SELECTED PASSAGE —
════════════════════
These comments, made under conditions of the escalating US/NATO war against Russia and ever greater provocations against China, must be taken as a warning by workers. In exchange for government backing, the union bureaucracy plans to go much further than Reuther and the UAW did during World War II, when it banned strikes and allowed war profiteering companies to impose brutal conditions in the factories. Today, Fain & Co. are subordinating the working class to a world war, which would be fought with nuclear weapons and result in the end of civilization.

Fain poses with Sara Nelson, Mayor Brandon Johnson and other at Chicago rally [Photo: UAW]

The Chicago area has long been a center of various pseudo-left organizations, including the Democratic Socialists of America. The DSA specializes in providing a “left” cover to the union bureaucracy while functioning as a pro-war and pro-capitalist faction of the Democratic Party. The DSA currently has five alderman on the Chicago City Council, four of whom ran as Democrats.
════════════════════
TO DO —
1) In the UAW passage, write out the text starting at "Fain poses with" and ending at "ran as Democrats.".
2) According to the UAW passage, how many aldermen does the DSA currently have on the Chicago City Council?
════════════════════
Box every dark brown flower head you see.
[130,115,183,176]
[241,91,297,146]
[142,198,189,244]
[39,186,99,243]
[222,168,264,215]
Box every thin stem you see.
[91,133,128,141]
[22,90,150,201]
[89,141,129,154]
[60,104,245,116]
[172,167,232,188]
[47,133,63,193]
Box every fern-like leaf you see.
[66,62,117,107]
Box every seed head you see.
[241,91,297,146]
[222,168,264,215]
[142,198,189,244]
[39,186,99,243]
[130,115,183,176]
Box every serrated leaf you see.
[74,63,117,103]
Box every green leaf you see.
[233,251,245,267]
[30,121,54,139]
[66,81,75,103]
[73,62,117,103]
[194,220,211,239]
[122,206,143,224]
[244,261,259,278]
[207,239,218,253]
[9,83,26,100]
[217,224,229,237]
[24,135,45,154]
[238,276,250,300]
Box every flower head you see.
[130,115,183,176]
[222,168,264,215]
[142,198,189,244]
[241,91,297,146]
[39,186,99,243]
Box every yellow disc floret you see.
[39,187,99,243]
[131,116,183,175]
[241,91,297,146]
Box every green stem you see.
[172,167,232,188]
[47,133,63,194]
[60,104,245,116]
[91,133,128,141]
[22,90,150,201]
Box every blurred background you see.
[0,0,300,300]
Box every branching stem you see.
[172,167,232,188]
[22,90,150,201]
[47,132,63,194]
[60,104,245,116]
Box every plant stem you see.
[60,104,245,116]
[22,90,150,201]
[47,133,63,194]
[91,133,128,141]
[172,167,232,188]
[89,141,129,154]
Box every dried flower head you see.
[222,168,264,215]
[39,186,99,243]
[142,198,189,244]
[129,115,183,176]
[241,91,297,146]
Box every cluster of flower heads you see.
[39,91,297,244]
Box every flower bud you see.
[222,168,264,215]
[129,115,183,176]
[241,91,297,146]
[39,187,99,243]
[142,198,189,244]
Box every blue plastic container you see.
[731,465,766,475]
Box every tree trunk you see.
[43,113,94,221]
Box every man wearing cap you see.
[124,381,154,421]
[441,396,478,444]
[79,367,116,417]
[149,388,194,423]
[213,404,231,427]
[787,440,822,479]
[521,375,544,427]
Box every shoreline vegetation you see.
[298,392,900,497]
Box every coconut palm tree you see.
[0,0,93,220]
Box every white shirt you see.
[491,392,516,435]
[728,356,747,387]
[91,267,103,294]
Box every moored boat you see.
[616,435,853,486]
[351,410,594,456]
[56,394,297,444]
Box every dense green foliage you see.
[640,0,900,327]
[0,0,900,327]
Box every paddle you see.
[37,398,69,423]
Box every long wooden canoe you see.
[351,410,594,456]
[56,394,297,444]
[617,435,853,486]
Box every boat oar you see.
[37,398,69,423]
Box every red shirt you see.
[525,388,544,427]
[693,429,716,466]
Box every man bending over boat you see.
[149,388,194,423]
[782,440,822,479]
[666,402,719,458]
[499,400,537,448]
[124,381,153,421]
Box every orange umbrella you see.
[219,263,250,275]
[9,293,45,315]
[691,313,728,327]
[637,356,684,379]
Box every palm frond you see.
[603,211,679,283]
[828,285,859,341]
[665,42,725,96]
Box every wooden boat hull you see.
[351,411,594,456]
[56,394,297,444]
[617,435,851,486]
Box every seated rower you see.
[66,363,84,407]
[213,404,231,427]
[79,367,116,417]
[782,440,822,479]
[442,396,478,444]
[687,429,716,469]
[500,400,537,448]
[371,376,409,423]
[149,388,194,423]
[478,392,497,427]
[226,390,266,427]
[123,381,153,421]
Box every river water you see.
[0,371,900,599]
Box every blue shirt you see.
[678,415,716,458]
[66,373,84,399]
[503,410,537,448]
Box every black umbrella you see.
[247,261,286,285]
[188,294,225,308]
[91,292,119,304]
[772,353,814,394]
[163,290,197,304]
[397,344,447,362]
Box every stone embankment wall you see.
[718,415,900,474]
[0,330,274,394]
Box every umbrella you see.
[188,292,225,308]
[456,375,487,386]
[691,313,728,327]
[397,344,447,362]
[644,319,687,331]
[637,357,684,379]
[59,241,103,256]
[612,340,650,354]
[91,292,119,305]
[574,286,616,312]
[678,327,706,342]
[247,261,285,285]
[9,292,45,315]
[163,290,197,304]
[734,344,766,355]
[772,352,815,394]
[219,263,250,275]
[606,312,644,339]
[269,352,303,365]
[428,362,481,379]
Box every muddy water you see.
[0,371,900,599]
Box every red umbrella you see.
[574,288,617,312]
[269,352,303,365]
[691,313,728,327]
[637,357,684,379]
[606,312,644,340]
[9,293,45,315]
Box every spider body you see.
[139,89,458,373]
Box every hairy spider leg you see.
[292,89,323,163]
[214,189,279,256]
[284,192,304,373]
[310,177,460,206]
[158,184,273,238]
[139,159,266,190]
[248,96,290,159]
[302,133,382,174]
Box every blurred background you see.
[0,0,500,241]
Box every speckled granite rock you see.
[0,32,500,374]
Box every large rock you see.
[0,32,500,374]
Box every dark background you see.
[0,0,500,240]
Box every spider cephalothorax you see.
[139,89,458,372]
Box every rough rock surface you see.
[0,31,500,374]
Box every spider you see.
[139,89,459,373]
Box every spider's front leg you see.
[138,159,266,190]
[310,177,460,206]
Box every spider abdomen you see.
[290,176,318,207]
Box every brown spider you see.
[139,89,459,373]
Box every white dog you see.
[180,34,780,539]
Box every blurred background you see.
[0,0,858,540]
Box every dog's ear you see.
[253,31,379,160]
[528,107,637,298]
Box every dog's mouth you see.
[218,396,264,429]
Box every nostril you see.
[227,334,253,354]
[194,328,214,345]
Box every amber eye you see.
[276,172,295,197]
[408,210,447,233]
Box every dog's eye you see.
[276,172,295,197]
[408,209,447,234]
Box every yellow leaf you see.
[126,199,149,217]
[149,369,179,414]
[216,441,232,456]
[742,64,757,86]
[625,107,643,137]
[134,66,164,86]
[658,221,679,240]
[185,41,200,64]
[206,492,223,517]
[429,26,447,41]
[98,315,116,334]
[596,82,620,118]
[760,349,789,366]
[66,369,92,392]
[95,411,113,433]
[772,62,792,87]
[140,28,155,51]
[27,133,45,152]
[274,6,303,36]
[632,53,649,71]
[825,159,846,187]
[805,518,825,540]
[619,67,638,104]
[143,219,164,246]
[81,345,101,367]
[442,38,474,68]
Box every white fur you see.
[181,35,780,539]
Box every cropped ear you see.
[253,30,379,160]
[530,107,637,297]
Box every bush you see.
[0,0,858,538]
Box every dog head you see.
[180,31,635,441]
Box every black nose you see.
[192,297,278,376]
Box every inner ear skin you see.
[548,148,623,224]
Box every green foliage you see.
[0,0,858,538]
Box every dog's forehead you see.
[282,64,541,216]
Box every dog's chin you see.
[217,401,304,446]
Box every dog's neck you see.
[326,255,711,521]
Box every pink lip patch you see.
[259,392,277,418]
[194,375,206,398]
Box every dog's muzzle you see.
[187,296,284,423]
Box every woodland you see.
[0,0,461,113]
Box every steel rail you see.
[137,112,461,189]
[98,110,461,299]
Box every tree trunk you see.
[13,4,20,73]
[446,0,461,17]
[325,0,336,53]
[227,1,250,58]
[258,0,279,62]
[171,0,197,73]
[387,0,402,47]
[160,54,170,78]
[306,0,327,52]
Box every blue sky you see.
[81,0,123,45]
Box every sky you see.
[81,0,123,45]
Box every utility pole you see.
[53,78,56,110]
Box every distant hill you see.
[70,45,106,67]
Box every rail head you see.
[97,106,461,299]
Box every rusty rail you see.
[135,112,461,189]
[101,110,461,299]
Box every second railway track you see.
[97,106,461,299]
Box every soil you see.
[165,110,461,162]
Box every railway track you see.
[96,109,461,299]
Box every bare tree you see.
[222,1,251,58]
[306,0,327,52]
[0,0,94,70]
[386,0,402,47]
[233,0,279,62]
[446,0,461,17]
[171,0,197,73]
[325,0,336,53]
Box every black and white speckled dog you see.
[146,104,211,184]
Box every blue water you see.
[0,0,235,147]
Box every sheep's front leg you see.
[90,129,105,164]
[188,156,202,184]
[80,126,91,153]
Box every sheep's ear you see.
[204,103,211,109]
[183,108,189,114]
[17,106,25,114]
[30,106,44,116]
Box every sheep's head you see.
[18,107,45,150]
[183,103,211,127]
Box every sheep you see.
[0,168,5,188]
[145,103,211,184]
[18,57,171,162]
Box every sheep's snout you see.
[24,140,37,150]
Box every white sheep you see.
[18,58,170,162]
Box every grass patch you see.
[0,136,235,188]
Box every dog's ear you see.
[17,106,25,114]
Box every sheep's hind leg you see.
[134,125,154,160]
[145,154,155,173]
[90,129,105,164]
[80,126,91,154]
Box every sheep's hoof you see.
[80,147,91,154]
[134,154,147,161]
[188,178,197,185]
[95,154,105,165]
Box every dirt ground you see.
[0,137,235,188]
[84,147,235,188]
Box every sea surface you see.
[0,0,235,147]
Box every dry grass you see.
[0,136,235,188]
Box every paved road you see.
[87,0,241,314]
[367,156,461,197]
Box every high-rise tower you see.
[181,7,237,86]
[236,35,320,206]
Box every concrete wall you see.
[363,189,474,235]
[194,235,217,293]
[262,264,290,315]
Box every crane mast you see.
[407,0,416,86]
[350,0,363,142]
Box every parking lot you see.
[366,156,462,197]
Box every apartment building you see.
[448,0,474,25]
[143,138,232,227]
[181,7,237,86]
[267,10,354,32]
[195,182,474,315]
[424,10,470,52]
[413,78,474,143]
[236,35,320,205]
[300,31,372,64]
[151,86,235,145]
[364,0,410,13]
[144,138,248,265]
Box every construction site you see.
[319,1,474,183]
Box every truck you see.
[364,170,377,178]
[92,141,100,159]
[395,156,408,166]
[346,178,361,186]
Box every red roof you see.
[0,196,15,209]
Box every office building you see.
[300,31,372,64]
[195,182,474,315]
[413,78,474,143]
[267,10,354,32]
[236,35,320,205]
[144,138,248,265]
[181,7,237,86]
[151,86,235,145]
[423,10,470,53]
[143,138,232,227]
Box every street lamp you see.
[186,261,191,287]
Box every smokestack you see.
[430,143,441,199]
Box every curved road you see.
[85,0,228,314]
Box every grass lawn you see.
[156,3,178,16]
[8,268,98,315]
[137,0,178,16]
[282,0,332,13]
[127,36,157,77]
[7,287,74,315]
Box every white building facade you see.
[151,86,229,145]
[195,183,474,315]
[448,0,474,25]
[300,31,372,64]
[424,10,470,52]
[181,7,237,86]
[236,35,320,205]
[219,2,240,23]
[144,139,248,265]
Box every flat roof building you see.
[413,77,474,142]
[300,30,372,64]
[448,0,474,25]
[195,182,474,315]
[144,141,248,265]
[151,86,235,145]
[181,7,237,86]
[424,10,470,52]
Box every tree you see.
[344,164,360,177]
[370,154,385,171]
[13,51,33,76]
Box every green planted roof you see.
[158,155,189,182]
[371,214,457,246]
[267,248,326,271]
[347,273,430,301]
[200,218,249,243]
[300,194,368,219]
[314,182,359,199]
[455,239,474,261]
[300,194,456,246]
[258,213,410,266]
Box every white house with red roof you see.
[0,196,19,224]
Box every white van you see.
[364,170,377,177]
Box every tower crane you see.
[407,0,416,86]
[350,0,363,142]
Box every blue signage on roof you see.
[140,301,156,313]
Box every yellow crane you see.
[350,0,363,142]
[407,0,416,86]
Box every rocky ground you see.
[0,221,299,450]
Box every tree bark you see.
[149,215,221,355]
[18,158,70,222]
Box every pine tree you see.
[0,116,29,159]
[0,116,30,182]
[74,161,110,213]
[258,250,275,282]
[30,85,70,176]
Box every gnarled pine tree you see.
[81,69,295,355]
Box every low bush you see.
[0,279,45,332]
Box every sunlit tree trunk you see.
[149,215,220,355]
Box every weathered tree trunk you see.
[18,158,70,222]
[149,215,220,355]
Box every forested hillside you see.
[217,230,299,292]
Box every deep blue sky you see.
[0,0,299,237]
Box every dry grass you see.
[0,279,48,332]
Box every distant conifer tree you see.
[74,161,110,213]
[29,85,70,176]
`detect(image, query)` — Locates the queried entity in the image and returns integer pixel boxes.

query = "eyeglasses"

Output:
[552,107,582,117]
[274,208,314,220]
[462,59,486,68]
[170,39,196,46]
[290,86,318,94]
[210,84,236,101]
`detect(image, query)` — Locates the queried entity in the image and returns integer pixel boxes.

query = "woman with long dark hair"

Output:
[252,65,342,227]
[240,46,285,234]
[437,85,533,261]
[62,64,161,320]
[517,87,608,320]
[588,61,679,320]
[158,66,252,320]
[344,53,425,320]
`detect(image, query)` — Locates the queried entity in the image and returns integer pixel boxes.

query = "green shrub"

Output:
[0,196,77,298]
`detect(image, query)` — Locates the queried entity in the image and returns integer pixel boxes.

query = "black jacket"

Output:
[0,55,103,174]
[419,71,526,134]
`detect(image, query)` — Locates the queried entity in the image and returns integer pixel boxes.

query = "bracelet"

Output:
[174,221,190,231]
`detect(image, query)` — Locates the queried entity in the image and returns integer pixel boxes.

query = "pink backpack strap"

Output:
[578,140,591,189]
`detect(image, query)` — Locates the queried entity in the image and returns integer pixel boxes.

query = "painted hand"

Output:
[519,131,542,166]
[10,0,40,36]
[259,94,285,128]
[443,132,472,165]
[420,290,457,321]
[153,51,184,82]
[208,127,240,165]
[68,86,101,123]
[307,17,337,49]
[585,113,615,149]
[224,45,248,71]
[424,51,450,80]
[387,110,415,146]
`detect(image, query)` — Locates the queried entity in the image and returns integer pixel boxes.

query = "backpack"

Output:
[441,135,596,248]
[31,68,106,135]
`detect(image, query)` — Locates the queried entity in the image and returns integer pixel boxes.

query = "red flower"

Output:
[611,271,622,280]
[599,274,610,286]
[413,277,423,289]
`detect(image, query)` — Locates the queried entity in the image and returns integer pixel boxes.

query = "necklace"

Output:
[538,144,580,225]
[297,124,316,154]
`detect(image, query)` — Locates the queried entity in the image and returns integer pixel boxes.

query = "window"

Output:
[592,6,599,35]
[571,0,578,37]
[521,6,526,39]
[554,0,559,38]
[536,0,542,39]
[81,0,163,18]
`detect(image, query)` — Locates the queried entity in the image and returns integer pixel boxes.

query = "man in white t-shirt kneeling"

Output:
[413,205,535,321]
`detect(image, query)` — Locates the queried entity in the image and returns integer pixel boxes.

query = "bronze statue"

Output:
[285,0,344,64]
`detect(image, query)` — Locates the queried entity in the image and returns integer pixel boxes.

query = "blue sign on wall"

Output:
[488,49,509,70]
════════════════════
ANSWERS TO EACH TASK —
1)
Fain poses with Sara Nelson, Mayor Brandon Johnson and other at Chicago rally [Photo: UAW]

The Chicago area has long been a center of various pseudo-left organizations, including the Democratic Socialists of America. The DSA specializes in providing a “left” cover to the union bureaucracy while functioning as a pro-war and pro-capitalist faction of the Democratic Party. The DSA currently has five alderman on the Chicago City Council, four of whom ran as Democrats.

2) Five.